## DOCUMENT SECTION

──────────────────────────────

Monday, 1 August 2011
Mike Mills: Beginners
Director Mike Mills, whose previous work includes the feature-length indie classic Thumbsucker as well as music videos for Air, Moby and Yoko Ono, draws from personal experience in his latest feature length film Beginners, starring Ewan Macgregor and Melanie Laurent. Based on the coming out story of Mills’s own father’s, Beginners follows Oliver (McGregor), whose father Hal (Christopher Plumber) drops a bombshell that he is dying of cancer, just as he also reveals that he has a younger male lover. Writing and directing the film threw up questions of love, life and death for Mills, who we quizzed about the new feature.
What is your earliest memory of film?
“Herbie The Love Bug”? I also remember being just the right age for Star Wars initial release, all of us boys counting how many times we went to see it, I remember 10 being a common answer. I also remember seeing Saturday Night Fever that same year, 1977, which I wasn’t really old enough for that. And then of course, first year of art school ,1984, is where i saw all the films that still influence me, 8½ Hiroshima Mon Amour, etc.
At what point did you decide you wanted to begin creating film?
Late in the game, like 27 or 28. Previously film seemed so difficult and complicated and just the entertainment industry. After seeing Errol Morris’s documentary Thin Blue Line and early Jim Jarmusch films I remember thinking, “Maybe I can do that” and more importantly, “I really want to communicate with people like that.”

──────────────────────────────

## WORK REQUIRED
Rewrite the paragraph of the Mike Mills interview that begins "Director Mike Mills, whose previous work" as a short bulleted list that keeps its main facts.

## LISTED ENTRIES
──────────────────────────────

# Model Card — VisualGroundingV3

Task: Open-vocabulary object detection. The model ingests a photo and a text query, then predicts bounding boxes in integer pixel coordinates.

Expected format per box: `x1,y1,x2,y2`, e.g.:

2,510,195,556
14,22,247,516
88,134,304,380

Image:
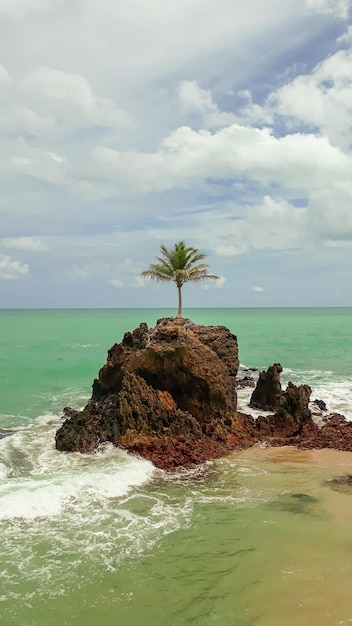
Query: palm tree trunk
177,285,182,317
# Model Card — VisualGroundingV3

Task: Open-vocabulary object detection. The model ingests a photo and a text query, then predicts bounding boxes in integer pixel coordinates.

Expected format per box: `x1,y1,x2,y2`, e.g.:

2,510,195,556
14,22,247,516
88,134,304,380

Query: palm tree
142,241,219,317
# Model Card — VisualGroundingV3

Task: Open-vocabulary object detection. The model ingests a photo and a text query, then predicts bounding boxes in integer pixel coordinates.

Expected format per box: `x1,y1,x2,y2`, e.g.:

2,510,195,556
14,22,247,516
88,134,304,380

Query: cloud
21,65,133,128
308,181,352,241
3,237,48,252
70,261,111,280
0,0,64,18
252,285,265,293
0,0,352,307
90,124,352,194
307,0,350,19
0,254,29,280
176,80,236,128
266,49,352,148
109,278,124,289
0,64,10,85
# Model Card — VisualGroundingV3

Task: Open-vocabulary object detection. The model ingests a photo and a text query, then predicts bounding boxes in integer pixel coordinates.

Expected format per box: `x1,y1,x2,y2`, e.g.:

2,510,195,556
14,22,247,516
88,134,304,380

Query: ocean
0,308,352,626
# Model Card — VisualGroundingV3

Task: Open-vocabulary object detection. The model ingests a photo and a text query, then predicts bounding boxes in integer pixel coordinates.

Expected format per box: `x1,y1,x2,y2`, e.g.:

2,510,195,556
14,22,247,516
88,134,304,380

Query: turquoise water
0,309,352,626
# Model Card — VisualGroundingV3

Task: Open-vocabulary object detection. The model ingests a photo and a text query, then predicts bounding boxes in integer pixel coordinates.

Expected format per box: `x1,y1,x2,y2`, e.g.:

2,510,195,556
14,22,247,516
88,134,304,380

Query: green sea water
0,309,352,626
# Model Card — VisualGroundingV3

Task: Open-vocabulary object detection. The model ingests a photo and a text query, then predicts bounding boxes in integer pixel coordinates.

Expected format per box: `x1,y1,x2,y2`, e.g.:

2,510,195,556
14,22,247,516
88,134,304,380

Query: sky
0,0,352,308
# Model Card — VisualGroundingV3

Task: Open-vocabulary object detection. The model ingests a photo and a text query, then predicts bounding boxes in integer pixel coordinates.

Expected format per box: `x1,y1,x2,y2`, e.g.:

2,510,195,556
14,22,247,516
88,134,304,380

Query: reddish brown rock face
56,319,352,470
56,319,257,469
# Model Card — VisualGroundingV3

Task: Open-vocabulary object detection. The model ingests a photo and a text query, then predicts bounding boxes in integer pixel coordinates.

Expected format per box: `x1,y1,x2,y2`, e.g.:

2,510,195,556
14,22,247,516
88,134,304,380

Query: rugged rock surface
56,319,257,469
56,318,352,470
249,363,282,411
257,382,312,438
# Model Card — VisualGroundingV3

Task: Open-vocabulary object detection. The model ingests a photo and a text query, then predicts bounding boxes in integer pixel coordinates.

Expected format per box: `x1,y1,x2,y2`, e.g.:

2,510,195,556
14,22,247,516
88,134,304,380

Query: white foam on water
0,415,197,603
0,416,155,519
237,360,352,420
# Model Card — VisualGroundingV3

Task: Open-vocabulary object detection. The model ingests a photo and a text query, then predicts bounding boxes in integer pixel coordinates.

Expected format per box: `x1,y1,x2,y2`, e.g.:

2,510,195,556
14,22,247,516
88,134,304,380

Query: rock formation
56,319,257,469
249,363,282,411
56,318,352,470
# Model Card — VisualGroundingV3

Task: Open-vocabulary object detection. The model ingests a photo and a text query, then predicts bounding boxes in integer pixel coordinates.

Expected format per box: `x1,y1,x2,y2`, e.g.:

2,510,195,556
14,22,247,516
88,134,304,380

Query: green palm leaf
142,241,219,317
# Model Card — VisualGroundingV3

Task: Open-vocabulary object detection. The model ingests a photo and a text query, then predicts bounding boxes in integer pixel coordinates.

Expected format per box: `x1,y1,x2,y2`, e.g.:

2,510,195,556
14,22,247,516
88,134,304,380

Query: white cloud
90,124,352,194
308,182,352,241
22,65,133,128
109,278,124,289
177,80,236,128
0,0,64,17
0,0,352,306
70,261,110,280
131,276,149,289
3,237,48,252
307,0,350,19
267,49,352,148
0,137,71,185
0,63,10,85
0,254,29,280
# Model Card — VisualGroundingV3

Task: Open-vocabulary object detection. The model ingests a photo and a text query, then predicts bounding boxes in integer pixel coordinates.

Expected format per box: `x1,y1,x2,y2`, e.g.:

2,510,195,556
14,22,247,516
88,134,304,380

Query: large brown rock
249,363,282,411
56,319,257,469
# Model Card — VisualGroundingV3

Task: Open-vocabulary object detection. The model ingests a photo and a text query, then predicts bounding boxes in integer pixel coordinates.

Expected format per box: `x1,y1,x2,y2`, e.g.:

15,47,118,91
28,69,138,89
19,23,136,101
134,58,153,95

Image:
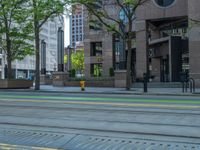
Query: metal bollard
143,73,148,93
80,81,85,91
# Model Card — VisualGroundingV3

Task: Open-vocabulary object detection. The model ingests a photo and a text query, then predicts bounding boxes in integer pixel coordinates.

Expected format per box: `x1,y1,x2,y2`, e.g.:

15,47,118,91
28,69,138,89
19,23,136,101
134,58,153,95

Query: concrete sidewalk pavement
36,85,200,96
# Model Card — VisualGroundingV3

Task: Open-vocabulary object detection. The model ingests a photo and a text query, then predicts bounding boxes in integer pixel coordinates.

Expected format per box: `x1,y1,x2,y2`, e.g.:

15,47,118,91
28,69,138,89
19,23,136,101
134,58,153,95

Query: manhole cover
0,129,74,148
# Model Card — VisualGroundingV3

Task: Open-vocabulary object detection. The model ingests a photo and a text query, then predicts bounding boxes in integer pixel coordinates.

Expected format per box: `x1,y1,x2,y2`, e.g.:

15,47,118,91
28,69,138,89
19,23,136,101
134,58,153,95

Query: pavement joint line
0,143,61,150
0,99,200,109
0,94,200,104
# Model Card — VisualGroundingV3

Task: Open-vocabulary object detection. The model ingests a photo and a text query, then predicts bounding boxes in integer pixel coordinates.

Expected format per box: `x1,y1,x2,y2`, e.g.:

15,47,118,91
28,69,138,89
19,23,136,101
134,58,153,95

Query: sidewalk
36,85,200,96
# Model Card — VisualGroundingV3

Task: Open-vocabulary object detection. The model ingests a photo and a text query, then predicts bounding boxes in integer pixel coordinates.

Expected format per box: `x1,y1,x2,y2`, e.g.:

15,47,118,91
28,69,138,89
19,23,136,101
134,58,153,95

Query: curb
0,89,200,97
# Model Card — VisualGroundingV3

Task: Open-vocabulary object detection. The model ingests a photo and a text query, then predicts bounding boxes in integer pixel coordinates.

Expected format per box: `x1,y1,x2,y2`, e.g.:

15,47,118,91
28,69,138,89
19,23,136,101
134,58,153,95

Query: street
0,92,200,150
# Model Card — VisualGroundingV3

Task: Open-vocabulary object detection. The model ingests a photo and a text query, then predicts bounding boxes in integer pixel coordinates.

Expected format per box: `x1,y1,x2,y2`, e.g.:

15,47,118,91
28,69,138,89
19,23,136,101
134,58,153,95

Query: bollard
143,73,147,93
80,81,85,91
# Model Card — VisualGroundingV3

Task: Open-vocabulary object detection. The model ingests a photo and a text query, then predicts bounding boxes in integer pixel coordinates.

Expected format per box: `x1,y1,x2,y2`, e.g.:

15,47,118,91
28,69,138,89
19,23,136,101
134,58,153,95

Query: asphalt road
0,92,200,150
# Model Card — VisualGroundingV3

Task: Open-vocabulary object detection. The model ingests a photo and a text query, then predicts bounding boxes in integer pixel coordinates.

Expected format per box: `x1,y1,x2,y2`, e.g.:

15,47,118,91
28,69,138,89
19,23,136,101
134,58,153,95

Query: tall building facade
70,5,84,48
84,0,200,85
0,17,64,79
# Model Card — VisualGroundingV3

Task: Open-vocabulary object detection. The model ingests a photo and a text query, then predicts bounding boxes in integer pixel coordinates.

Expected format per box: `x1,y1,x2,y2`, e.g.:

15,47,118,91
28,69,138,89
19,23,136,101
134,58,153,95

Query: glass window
91,63,102,77
90,42,102,56
154,0,175,7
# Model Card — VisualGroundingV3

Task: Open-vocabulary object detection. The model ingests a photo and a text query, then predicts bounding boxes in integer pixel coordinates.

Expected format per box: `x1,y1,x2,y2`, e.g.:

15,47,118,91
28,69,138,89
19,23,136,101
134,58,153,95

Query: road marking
0,95,200,105
0,99,200,109
0,143,59,150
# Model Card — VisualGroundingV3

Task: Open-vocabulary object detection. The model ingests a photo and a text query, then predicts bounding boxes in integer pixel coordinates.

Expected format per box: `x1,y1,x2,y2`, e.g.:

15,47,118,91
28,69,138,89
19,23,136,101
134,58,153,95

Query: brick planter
0,79,33,89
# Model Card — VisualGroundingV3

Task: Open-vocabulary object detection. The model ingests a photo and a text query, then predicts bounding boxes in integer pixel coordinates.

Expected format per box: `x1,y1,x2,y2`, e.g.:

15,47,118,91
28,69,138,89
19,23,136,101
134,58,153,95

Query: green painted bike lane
0,94,200,105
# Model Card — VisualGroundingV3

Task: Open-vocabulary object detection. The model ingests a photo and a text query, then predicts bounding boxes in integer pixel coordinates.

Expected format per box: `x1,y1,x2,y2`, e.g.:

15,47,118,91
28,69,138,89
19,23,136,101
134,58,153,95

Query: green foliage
109,68,115,77
71,50,85,73
0,0,34,61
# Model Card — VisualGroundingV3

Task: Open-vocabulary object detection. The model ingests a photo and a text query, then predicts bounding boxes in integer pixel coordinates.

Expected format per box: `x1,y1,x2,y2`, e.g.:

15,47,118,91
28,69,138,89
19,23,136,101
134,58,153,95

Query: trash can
80,81,85,91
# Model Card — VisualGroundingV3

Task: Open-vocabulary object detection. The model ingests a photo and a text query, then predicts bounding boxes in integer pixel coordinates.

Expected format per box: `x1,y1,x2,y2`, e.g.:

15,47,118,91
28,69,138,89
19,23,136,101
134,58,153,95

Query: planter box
0,79,33,89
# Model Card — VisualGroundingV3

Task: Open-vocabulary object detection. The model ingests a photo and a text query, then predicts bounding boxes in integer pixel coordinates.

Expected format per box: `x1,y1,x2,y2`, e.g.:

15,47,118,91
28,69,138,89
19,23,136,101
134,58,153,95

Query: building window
90,42,102,56
89,20,103,31
91,63,102,77
154,0,175,7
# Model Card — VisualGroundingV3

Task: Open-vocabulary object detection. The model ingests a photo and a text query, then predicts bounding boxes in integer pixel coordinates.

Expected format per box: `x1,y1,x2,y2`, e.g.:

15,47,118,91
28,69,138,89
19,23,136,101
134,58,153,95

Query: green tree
73,0,148,90
0,0,33,79
71,50,85,73
28,0,67,90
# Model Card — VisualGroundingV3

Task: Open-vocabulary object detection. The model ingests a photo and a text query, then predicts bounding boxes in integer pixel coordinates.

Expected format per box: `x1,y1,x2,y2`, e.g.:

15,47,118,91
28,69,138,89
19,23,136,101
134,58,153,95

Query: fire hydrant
80,81,85,91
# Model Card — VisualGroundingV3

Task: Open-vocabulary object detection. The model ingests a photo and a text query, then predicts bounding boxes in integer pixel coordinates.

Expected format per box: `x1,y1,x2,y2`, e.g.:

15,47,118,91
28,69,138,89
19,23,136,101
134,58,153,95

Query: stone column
136,20,147,78
41,40,46,75
57,27,64,72
188,0,200,86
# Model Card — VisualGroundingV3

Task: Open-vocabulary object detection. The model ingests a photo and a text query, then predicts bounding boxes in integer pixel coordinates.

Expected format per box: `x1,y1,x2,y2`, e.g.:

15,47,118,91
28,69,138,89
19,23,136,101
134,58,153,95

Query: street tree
28,0,67,90
0,0,33,79
73,0,148,90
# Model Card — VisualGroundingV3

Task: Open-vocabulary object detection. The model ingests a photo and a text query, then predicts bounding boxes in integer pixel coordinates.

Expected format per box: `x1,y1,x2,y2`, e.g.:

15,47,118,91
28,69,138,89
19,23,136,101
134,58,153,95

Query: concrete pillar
102,34,113,77
84,39,91,78
136,20,147,78
188,0,200,86
57,27,64,72
41,40,46,75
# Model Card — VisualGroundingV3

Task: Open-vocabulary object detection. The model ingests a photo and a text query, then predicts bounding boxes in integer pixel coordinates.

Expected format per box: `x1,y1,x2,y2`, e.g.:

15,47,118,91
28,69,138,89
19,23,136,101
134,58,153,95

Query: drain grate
0,129,74,148
65,135,200,150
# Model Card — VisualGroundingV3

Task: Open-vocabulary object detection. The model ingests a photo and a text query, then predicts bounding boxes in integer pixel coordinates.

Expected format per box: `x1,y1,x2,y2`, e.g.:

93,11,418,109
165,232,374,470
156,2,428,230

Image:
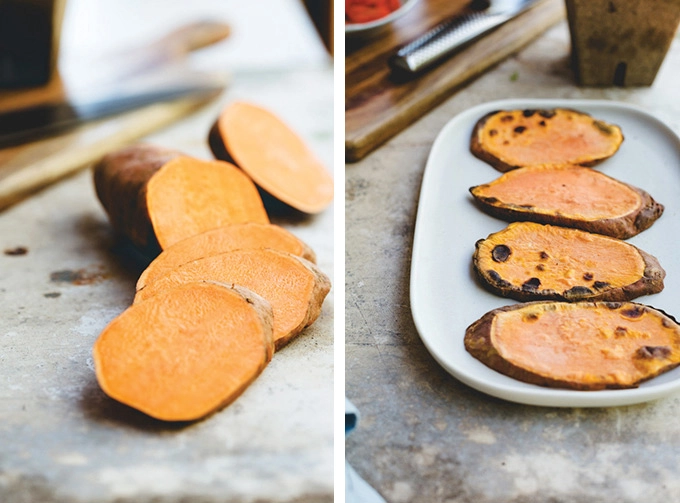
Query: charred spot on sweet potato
564,285,593,299
486,269,512,288
522,278,541,292
621,305,645,319
472,222,665,302
635,346,671,359
491,245,512,262
614,327,628,337
470,108,623,171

──────────────────────────────

## EXERCISE SOLUTION
- Mike Mills's earlier work includes the indie feature Thumbsucker and music videos for Air, Moby and Yoko Ono.
- His latest feature, Beginners, stars Ewan McGregor and Melanie Laurent and is based on his own father's coming out.
- In the film, Oliver's father Hal reveals that he is dying of cancer and that he has a younger male lover.
- Writing and directing the film raised questions of love, life and death for Mills, who was interviewed about it.